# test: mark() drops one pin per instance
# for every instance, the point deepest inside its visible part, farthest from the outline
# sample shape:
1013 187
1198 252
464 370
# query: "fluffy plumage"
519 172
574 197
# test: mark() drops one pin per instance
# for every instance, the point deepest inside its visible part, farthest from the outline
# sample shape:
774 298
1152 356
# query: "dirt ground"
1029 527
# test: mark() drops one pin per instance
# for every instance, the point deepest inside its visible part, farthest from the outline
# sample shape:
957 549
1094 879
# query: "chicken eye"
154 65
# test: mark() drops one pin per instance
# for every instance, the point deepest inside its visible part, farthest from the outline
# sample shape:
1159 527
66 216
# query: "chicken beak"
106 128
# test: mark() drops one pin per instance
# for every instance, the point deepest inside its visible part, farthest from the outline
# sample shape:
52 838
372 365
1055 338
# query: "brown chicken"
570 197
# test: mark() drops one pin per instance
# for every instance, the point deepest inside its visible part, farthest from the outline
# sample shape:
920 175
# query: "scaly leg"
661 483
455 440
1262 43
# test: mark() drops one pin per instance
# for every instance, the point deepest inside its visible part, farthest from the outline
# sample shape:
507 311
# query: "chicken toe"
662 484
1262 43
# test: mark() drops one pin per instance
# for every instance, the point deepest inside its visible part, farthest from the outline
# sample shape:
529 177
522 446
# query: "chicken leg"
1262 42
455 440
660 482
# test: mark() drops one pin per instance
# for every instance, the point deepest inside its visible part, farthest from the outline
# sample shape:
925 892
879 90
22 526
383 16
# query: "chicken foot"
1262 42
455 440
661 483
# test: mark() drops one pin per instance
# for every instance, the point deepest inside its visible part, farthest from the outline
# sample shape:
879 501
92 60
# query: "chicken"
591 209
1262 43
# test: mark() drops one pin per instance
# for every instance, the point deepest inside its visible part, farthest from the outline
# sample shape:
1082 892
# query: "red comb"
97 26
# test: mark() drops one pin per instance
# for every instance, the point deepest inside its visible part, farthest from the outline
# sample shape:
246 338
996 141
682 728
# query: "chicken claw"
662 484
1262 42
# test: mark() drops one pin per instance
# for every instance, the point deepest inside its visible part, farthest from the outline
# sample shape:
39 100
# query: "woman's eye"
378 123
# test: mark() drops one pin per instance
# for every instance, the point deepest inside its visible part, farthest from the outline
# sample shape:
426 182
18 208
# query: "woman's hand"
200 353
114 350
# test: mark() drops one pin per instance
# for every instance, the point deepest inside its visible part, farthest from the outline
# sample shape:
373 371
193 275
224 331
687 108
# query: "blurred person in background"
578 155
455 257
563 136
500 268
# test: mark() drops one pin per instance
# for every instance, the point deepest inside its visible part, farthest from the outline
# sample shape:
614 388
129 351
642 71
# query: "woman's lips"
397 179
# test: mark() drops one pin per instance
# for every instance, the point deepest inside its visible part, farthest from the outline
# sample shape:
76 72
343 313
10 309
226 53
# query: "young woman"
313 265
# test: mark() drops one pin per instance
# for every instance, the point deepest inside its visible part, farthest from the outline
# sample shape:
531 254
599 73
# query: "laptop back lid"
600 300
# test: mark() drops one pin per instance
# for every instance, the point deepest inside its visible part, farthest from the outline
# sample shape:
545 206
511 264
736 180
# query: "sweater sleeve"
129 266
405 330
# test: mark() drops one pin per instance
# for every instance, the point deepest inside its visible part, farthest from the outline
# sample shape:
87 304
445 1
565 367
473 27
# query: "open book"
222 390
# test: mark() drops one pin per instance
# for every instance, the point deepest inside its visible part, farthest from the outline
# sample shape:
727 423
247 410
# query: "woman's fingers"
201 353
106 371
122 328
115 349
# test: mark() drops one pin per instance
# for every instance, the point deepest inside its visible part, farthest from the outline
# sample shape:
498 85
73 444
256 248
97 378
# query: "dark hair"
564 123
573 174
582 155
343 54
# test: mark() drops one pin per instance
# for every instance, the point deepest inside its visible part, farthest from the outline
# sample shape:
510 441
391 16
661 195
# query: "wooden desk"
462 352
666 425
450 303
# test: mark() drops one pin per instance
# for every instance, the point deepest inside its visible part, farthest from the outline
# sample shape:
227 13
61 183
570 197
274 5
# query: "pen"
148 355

______________________________

Write out the records shown above, exactly as they appear.

# test: mark() drops one pin per instance
# for every instance, the point deepest inside its visible part, farthest from the outline
# sample shape:
1013 187
1198 252
464 370
# query: "fluffy plumage"
519 172
574 197
# test: mark() drops one pin per instance
# for every instance, the point deepest inside its visible part, farthest from the outline
# sample shape:
774 298
1152 356
# query: "dirt ground"
1029 527
# test: mark() drops one pin per instance
# for every instance, the point deepest inside its visible part, farthest from the outline
# sample shape:
957 549
1094 879
# query: "chicken eye"
154 65
# test: mark() drops one pin per instance
# for every instance, the point deepest inside its visible part, farthest from the outline
# sample shape:
1159 527
66 216
# query: "chicken beak"
106 128
# test: mark() drops one pin per instance
# for every instance, the point deepest inside its visible part, farthest from the outline
# sample shape:
52 838
372 365
1055 338
# query: "brown chicken"
570 197
# test: mark() drops one pin per instance
# for every instance, the point deepest inside its visible part, farthest from the outline
# sample shape:
920 175
# query: "scaly leg"
661 483
455 440
1262 43
# test: mark() drops one pin per instance
# for every instance, the point deepest inside its visible part, farthest from the outline
# sample shape:
507 311
# query: "chicken toe"
662 484
1262 43
# test: mark() drops one pin per instance
# for every instance, the point deepest inside its visible part, farthest from the outline
# sample shape:
529 177
522 446
# query: "chicken leg"
1262 42
455 440
660 482
# test: mark() drops one pin per instance
# for every instance, the point deepest inside its visible part, farthest from the outline
# sample shape:
925 892
879 90
22 526
383 16
# query: "chicken foot"
1262 42
455 440
661 483
# test: mark() drops one pin per instance
# for every instance, the point deepest inside its visible part, farthest from the outline
# sample shape:
879 501
92 60
# query: "chicken"
591 209
1262 43
# test: mark() drops one pin per instance
# for every instance, the point deepest inside its visible part, farthest from the outline
# sample shape:
1082 892
# query: "red comb"
97 26
# test: mark() drops one pin per instance
# for every instance, the point deepest inside its visible part, farthest from the outline
# sample shape:
246 338
996 141
682 728
# query: "chicken claw"
662 484
1262 42
# test: mark() drops one pin per instance
# for every instance, the point deepest inside its visible part, farthest from the outline
# sample shape:
39 100
# query: "woman's eye"
378 123
# test: mark() drops one pin per instance
# for every instance, the point deepest inside its visible part, farthest from the outline
# sample shape:
426 182
18 208
# query: "woman's hand"
200 353
114 350
# test: mark() drops one pin per instance
# for every instance, the point deepest inside its visible part, farthest from the outline
# sample shape:
373 371
193 275
224 331
687 108
# query: "blurred person in background"
578 155
455 257
563 136
500 268
# test: mark() drops one pin per instance
# for every instance, the point deepest inside its visible part, farthest from the outline
# sample shape:
614 388
129 351
642 71
# query: "woman's lips"
397 179
# test: mark() drops one pin per instance
# for every instance, the point deepest inside its visible part, farthest from the outline
# sample shape:
76 72
343 313
10 309
226 53
# query: "young woman"
313 265
# test: mark() drops one pin per instance
# for every instance, the point deepest inside its visible part, farthest from the outline
# sample shape:
531 254
599 73
# query: "laptop back lid"
600 300
# test: mark() drops one pin per instance
# for every instance, the point deepest inside its visible part, farthest from the outline
# sample shape:
545 206
511 264
736 180
# query: "sweater sleeve"
129 266
405 330
# test: mark() drops one pin per instance
# for every instance, the point deepest inside its visible part, farthest from the outline
# sample shape:
87 304
445 1
565 367
473 27
# query: "open book"
222 390
# test: mark() drops one pin per instance
# for every instance, the point deepest inside its visible part, farthest from the outline
# sample shape:
727 423
247 410
# query: "woman's fingers"
201 353
106 371
122 328
115 349
# test: mark() drops one pin per instance
# for every instance, the point deepest inside its visible part, farthest from the outline
# sample shape:
498 85
73 444
256 248
97 378
# query: "dark hair"
564 123
573 174
582 155
343 54
# test: mark() drops one pin per instance
# for every instance, the point deepest inside its visible part, farthest from the outline
# sample shape:
510 441
391 16
661 195
# query: "wooden desk"
462 352
666 425
450 303
# test: mark() drops one pin per instance
# for every instance, the point deepest inside its visible part, farthest from the outline
# sample shape:
227 13
61 183
570 197
274 5
# query: "pen"
148 355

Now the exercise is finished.